Fluorescent Minerals & Types Of Luminescence

Fluorescent Minerals & Types Of Luminescence

What Are Luminescence, Fluorescence, Phosphorescence, and Tenebrescence?

Luminescence: A collective term for the emission of visible light under the influence of certain rays (other than incandescent and daylight), as well as by some physical or chemical reaction, but not including pure heat radiation. It is most commonly seen as fluorescence under ultraviolet lighting.

Fluorescence: An instantaneous optical effect arising from the movement of electrons within the structure of a material. It is most commonly observed by exposure to shortwave and/or longwave ultraviolet lamps. Or, the emission of visible light by a substance exposed to ultraviolet light.

Phosphorescence: This may occur after fluorescence. The energy from some shifting electrons (caused by exposure to shortwave and/or longwave ultraviolet lamps) can be "stored" within the material and be released at a later time. If the energy release is delayed for a period of seconds, minutes, hours, or days, it is known as phosphorescence. Or, a mineral which continues to glow for an interval after the ultraviolet light source has been turned off.
▬▬▬
WRITTEN PROBLEM:
Please write out the part of the fluorescent minerals text above that begins at the words "What Are Luminescence, Fluorescence, Phosphorescence, and" and stops after "to ultraviolet light.".
▬▬▬
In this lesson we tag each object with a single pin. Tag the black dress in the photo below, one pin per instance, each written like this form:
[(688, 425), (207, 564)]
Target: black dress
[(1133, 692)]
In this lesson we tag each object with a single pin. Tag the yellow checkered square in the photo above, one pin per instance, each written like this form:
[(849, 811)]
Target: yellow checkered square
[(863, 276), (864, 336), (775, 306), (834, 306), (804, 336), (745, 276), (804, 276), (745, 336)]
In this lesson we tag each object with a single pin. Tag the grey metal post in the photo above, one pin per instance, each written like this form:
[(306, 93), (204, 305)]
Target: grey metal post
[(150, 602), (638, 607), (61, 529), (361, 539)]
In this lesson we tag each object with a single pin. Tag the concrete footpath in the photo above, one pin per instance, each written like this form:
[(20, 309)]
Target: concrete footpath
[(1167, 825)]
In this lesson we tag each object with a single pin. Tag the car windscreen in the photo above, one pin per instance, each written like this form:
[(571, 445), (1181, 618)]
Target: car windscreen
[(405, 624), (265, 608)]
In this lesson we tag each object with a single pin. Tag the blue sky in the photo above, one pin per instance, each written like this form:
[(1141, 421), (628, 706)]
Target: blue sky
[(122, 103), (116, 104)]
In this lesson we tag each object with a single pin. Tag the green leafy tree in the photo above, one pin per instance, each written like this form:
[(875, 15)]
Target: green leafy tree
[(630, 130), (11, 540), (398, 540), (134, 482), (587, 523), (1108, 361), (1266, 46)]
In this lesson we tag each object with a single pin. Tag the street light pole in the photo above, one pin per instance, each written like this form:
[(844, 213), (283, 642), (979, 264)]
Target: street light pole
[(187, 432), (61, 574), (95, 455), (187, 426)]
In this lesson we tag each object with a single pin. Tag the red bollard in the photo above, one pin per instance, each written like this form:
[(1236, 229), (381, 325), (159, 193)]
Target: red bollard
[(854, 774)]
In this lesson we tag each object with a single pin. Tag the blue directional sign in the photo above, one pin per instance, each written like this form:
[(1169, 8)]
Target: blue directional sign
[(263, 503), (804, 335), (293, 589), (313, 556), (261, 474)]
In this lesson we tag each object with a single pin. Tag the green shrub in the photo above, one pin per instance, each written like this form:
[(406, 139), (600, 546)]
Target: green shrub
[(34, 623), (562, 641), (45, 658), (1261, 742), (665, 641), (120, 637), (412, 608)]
▬▬▬
IN RESPONSE:
What Are Luminescence, Fluorescence, Phosphorescence, and Tenebrescence?

Luminescence: A collective term for the emission of visible light under the influence of certain rays (other than incandescent and daylight), as well as by some physical or chemical reaction, but not including pure heat radiation. It is most commonly seen as fluorescence under ultraviolet lighting.

Fluorescence: An instantaneous optical effect arising from the movement of electrons within the structure of a material. It is most commonly observed by exposure to shortwave and/or longwave ultraviolet lamps. Or, the emission of visible light by a substance exposed to ultraviolet light.